== WHAT IS NEEDED ==
All of the material should be reproduced exactly, with pictures left out.

== DATA LISTING ==
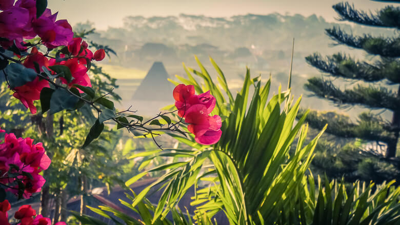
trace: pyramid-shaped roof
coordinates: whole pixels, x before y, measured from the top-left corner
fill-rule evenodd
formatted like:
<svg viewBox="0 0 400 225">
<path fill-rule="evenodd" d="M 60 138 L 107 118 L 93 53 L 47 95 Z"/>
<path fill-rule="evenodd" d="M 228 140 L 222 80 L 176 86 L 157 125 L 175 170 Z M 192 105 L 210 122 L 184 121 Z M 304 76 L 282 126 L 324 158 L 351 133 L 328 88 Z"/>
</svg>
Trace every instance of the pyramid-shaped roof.
<svg viewBox="0 0 400 225">
<path fill-rule="evenodd" d="M 173 85 L 167 79 L 169 77 L 164 64 L 155 62 L 141 83 L 133 99 L 153 101 L 172 101 Z"/>
</svg>

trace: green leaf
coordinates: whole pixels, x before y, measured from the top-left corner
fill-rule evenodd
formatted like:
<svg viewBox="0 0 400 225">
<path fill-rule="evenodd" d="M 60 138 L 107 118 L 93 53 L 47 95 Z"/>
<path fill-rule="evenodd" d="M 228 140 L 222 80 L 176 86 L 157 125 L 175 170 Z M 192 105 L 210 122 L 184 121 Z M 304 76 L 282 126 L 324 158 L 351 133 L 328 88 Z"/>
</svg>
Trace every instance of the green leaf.
<svg viewBox="0 0 400 225">
<path fill-rule="evenodd" d="M 107 99 L 107 98 L 105 98 L 104 97 L 102 97 L 100 98 L 97 98 L 96 100 L 94 101 L 94 102 L 102 105 L 103 106 L 110 109 L 111 110 L 114 109 L 114 103 Z"/>
<path fill-rule="evenodd" d="M 36 17 L 39 18 L 47 8 L 47 0 L 36 1 Z"/>
<path fill-rule="evenodd" d="M 10 64 L 5 70 L 10 83 L 10 87 L 13 89 L 17 87 L 22 86 L 28 82 L 33 81 L 37 75 L 35 70 L 27 68 L 17 63 Z"/>
<path fill-rule="evenodd" d="M 128 117 L 131 118 L 134 118 L 136 119 L 137 119 L 138 120 L 140 121 L 141 122 L 143 121 L 143 117 L 141 116 L 138 116 L 137 115 L 129 115 L 128 116 Z"/>
<path fill-rule="evenodd" d="M 77 84 L 74 84 L 74 86 L 81 89 L 81 91 L 87 94 L 88 95 L 91 97 L 92 98 L 93 98 L 94 97 L 94 94 L 95 94 L 94 90 L 93 90 L 92 88 L 90 87 L 83 86 L 82 85 L 79 85 Z"/>
<path fill-rule="evenodd" d="M 104 129 L 104 124 L 100 123 L 98 119 L 96 119 L 94 122 L 94 124 L 90 128 L 90 130 L 89 131 L 88 136 L 86 136 L 86 139 L 85 140 L 82 148 L 85 148 L 89 145 L 93 140 L 98 137 L 102 132 Z"/>
<path fill-rule="evenodd" d="M 109 109 L 104 109 L 102 110 L 102 113 L 100 114 L 100 116 L 98 117 L 98 121 L 101 123 L 103 123 L 106 120 L 108 120 L 112 118 L 115 117 L 115 113 L 114 112 L 114 110 L 111 110 Z"/>
<path fill-rule="evenodd" d="M 162 118 L 163 119 L 165 120 L 165 121 L 167 122 L 167 124 L 168 124 L 168 125 L 171 124 L 171 122 L 172 122 L 172 121 L 171 121 L 171 119 L 170 119 L 169 117 L 165 115 L 160 115 L 159 116 L 161 116 L 161 118 Z"/>
<path fill-rule="evenodd" d="M 50 66 L 49 68 L 64 77 L 67 81 L 71 82 L 72 80 L 72 74 L 71 74 L 71 71 L 67 66 L 55 65 Z"/>
<path fill-rule="evenodd" d="M 54 92 L 54 89 L 46 87 L 43 88 L 41 91 L 41 107 L 42 114 L 50 109 L 50 99 Z"/>
<path fill-rule="evenodd" d="M 71 88 L 71 90 L 73 91 L 73 89 Z M 77 97 L 72 95 L 66 90 L 57 88 L 51 95 L 50 113 L 52 114 L 64 109 L 73 110 L 78 101 L 79 98 Z"/>
<path fill-rule="evenodd" d="M 154 120 L 152 121 L 150 123 L 150 125 L 158 125 L 158 126 L 163 126 L 162 124 L 160 124 L 159 121 L 158 121 L 158 119 L 154 119 Z"/>
<path fill-rule="evenodd" d="M 126 118 L 126 117 L 124 116 L 119 116 L 117 119 L 117 120 L 118 122 L 123 123 L 123 124 L 129 124 L 129 121 L 128 121 L 128 119 Z M 123 125 L 121 125 L 121 124 L 117 124 L 117 129 L 120 129 L 121 128 L 123 128 L 125 127 Z"/>
<path fill-rule="evenodd" d="M 31 180 L 33 180 L 33 177 L 32 176 L 32 174 L 31 174 L 30 173 L 28 173 L 25 171 L 22 171 L 22 175 L 26 177 L 28 177 Z"/>
</svg>

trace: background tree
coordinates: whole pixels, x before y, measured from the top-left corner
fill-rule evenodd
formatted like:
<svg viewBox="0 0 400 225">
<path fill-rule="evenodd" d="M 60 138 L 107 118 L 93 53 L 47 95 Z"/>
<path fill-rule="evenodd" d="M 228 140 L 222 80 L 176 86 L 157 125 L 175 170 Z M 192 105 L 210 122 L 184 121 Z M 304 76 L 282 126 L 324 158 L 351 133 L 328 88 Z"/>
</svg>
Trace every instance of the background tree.
<svg viewBox="0 0 400 225">
<path fill-rule="evenodd" d="M 400 3 L 398 1 L 381 2 Z M 393 29 L 395 32 L 400 29 L 398 7 L 388 6 L 375 13 L 358 10 L 348 3 L 339 3 L 333 8 L 340 21 Z M 337 27 L 326 31 L 335 41 L 334 45 L 364 50 L 371 59 L 357 60 L 343 53 L 325 57 L 314 53 L 306 58 L 307 62 L 330 78 L 344 80 L 346 89 L 341 89 L 337 83 L 324 77 L 309 79 L 306 88 L 339 107 L 358 105 L 370 111 L 361 114 L 355 122 L 333 112 L 309 114 L 307 120 L 311 127 L 321 129 L 327 122 L 327 133 L 345 138 L 344 145 L 325 142 L 322 148 L 326 151 L 317 155 L 314 165 L 328 175 L 344 174 L 348 180 L 372 179 L 380 182 L 398 178 L 400 160 L 396 156 L 400 128 L 400 37 L 379 34 L 356 36 Z M 392 118 L 390 121 L 385 119 L 372 110 L 389 110 Z M 354 142 L 355 138 L 362 142 Z M 366 148 L 363 143 L 375 143 L 376 148 Z M 386 150 L 382 148 L 385 145 Z M 342 148 L 339 152 L 334 150 L 338 146 Z"/>
</svg>

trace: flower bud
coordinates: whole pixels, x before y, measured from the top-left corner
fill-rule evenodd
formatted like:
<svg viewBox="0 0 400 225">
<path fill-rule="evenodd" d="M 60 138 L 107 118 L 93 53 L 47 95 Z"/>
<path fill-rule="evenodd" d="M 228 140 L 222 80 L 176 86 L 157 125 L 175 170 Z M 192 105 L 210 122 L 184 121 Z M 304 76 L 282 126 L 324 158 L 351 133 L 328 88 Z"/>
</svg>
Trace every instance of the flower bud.
<svg viewBox="0 0 400 225">
<path fill-rule="evenodd" d="M 106 52 L 104 51 L 104 49 L 100 49 L 94 52 L 93 58 L 96 61 L 101 61 L 105 56 Z"/>
<path fill-rule="evenodd" d="M 88 48 L 88 43 L 86 43 L 85 41 L 82 42 L 82 48 L 83 48 L 84 49 L 86 49 Z"/>
</svg>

== SOLUTION FOR THIS PROBLEM ==
trace: pyramid-shaped roof
coordinates: whole pixels, x before y, measured from the top-left corner
fill-rule evenodd
formatted like:
<svg viewBox="0 0 400 225">
<path fill-rule="evenodd" d="M 60 138 L 107 118 L 93 53 L 47 95 Z"/>
<path fill-rule="evenodd" d="M 228 140 L 222 80 L 176 86 L 157 125 L 175 170 Z M 192 105 L 210 122 L 184 121 Z M 304 76 L 282 126 L 324 158 L 351 133 L 328 88 Z"/>
</svg>
Trace every instance of the pyramid-shaped roof.
<svg viewBox="0 0 400 225">
<path fill-rule="evenodd" d="M 173 85 L 167 79 L 169 77 L 164 64 L 155 62 L 141 83 L 133 99 L 153 101 L 172 101 Z"/>
</svg>

trace: green leaf
coordinates: whole pixels, x before y, measured from the top-left corner
fill-rule evenodd
formatted like:
<svg viewBox="0 0 400 225">
<path fill-rule="evenodd" d="M 60 138 L 107 118 L 93 53 L 47 95 Z"/>
<path fill-rule="evenodd" d="M 228 140 L 222 80 L 176 86 L 157 125 L 175 170 Z M 192 105 L 210 122 L 184 121 Z M 304 76 L 282 126 L 324 158 L 351 133 L 328 88 Z"/>
</svg>
Trace every instance of the green leaf.
<svg viewBox="0 0 400 225">
<path fill-rule="evenodd" d="M 107 99 L 107 98 L 105 98 L 104 97 L 102 97 L 100 98 L 97 98 L 96 100 L 94 101 L 94 102 L 102 105 L 103 106 L 110 109 L 111 110 L 114 109 L 114 103 Z"/>
<path fill-rule="evenodd" d="M 36 17 L 39 18 L 47 8 L 47 0 L 36 1 Z"/>
<path fill-rule="evenodd" d="M 10 64 L 5 70 L 10 83 L 10 87 L 13 89 L 17 87 L 22 86 L 28 82 L 33 81 L 37 75 L 35 70 L 27 68 L 17 63 Z"/>
<path fill-rule="evenodd" d="M 128 117 L 131 118 L 134 118 L 136 119 L 137 119 L 138 120 L 140 121 L 141 122 L 143 121 L 143 117 L 141 116 L 138 116 L 137 115 L 129 115 L 128 116 Z"/>
<path fill-rule="evenodd" d="M 77 84 L 74 84 L 74 86 L 81 89 L 81 91 L 87 94 L 88 95 L 91 97 L 92 98 L 93 98 L 94 97 L 94 94 L 95 94 L 94 90 L 93 90 L 92 88 L 90 87 L 83 86 L 82 85 L 79 85 Z"/>
<path fill-rule="evenodd" d="M 104 129 L 104 124 L 100 123 L 98 119 L 96 119 L 94 122 L 94 124 L 90 128 L 90 130 L 89 131 L 88 136 L 86 136 L 86 139 L 85 140 L 82 148 L 85 148 L 89 145 L 93 140 L 98 137 L 102 132 Z"/>
<path fill-rule="evenodd" d="M 109 109 L 104 109 L 102 110 L 102 113 L 100 114 L 100 116 L 98 117 L 98 121 L 101 123 L 103 123 L 106 120 L 108 120 L 112 118 L 115 117 L 115 113 L 114 112 L 114 110 L 111 110 Z"/>
<path fill-rule="evenodd" d="M 162 118 L 163 119 L 165 120 L 165 121 L 167 122 L 167 124 L 168 124 L 168 125 L 171 124 L 171 122 L 172 122 L 172 121 L 171 121 L 171 119 L 170 119 L 169 117 L 165 115 L 160 115 L 159 116 L 161 116 L 161 118 Z"/>
<path fill-rule="evenodd" d="M 50 66 L 49 68 L 64 77 L 67 81 L 71 82 L 72 80 L 72 74 L 71 74 L 71 71 L 67 66 L 55 65 Z"/>
<path fill-rule="evenodd" d="M 54 92 L 54 89 L 46 87 L 43 88 L 41 91 L 41 107 L 42 114 L 50 109 L 50 99 Z"/>
<path fill-rule="evenodd" d="M 71 88 L 71 90 L 73 91 L 73 89 Z M 77 97 L 72 95 L 66 90 L 57 88 L 51 95 L 50 113 L 52 114 L 64 109 L 73 110 L 78 101 L 79 98 Z"/>
<path fill-rule="evenodd" d="M 154 120 L 152 121 L 150 123 L 150 125 L 158 125 L 158 126 L 163 126 L 162 124 L 160 124 L 159 121 L 158 121 L 158 119 L 154 119 Z"/>
<path fill-rule="evenodd" d="M 126 118 L 126 117 L 124 116 L 119 116 L 117 119 L 117 120 L 118 122 L 123 123 L 123 124 L 129 124 L 129 121 L 128 121 L 128 119 Z M 123 125 L 121 125 L 121 124 L 117 124 L 117 129 L 120 129 L 121 128 L 123 128 L 125 127 Z"/>
<path fill-rule="evenodd" d="M 31 180 L 33 180 L 33 177 L 32 176 L 32 174 L 31 174 L 30 173 L 28 173 L 25 171 L 22 171 L 22 175 L 26 177 L 28 177 Z"/>
</svg>

trace: background tree
coordinates: whole pixels, x before y, measured from the top-left corner
fill-rule evenodd
formatted like:
<svg viewBox="0 0 400 225">
<path fill-rule="evenodd" d="M 60 138 L 107 118 L 93 53 L 47 95 Z"/>
<path fill-rule="evenodd" d="M 228 140 L 222 80 L 176 86 L 157 125 L 175 170 Z M 192 105 L 210 122 L 184 121 Z M 304 76 L 282 126 L 324 158 L 351 133 L 328 88 Z"/>
</svg>
Trace every instance of the background tree.
<svg viewBox="0 0 400 225">
<path fill-rule="evenodd" d="M 400 3 L 398 1 L 381 2 Z M 393 29 L 395 32 L 400 29 L 398 7 L 388 6 L 375 13 L 358 10 L 348 3 L 339 3 L 333 8 L 340 21 Z M 337 27 L 326 31 L 335 41 L 334 45 L 364 50 L 371 59 L 357 60 L 343 53 L 325 57 L 314 53 L 306 58 L 307 62 L 330 78 L 344 80 L 346 89 L 341 89 L 337 83 L 324 77 L 309 79 L 306 88 L 339 107 L 358 105 L 370 111 L 361 114 L 355 122 L 333 112 L 309 114 L 307 120 L 311 127 L 321 129 L 327 122 L 327 133 L 345 138 L 344 145 L 325 142 L 322 148 L 326 151 L 317 155 L 314 165 L 328 175 L 344 174 L 348 180 L 372 179 L 380 182 L 398 178 L 400 160 L 396 156 L 400 128 L 400 37 L 379 34 L 356 36 Z M 392 118 L 390 121 L 385 119 L 372 110 L 389 110 Z M 354 142 L 355 138 L 362 142 Z M 366 148 L 363 143 L 375 143 L 376 148 Z M 386 150 L 382 148 L 385 145 Z M 342 148 L 339 152 L 334 150 L 338 146 Z"/>
</svg>

trace: flower bud
coordinates: whole pixels, x before y, measured from the top-left corner
fill-rule evenodd
formatted like:
<svg viewBox="0 0 400 225">
<path fill-rule="evenodd" d="M 60 138 L 107 118 L 93 53 L 47 95 Z"/>
<path fill-rule="evenodd" d="M 228 140 L 222 80 L 176 86 L 157 125 L 175 170 Z M 192 105 L 210 122 L 184 121 Z M 304 76 L 282 126 L 324 158 L 351 133 L 328 88 Z"/>
</svg>
Trace every instance of the flower bud.
<svg viewBox="0 0 400 225">
<path fill-rule="evenodd" d="M 106 52 L 104 51 L 104 49 L 100 49 L 94 52 L 93 58 L 96 61 L 101 61 L 105 56 Z"/>
<path fill-rule="evenodd" d="M 88 48 L 88 43 L 86 43 L 85 41 L 82 42 L 82 48 L 83 48 L 84 49 L 86 49 Z"/>
</svg>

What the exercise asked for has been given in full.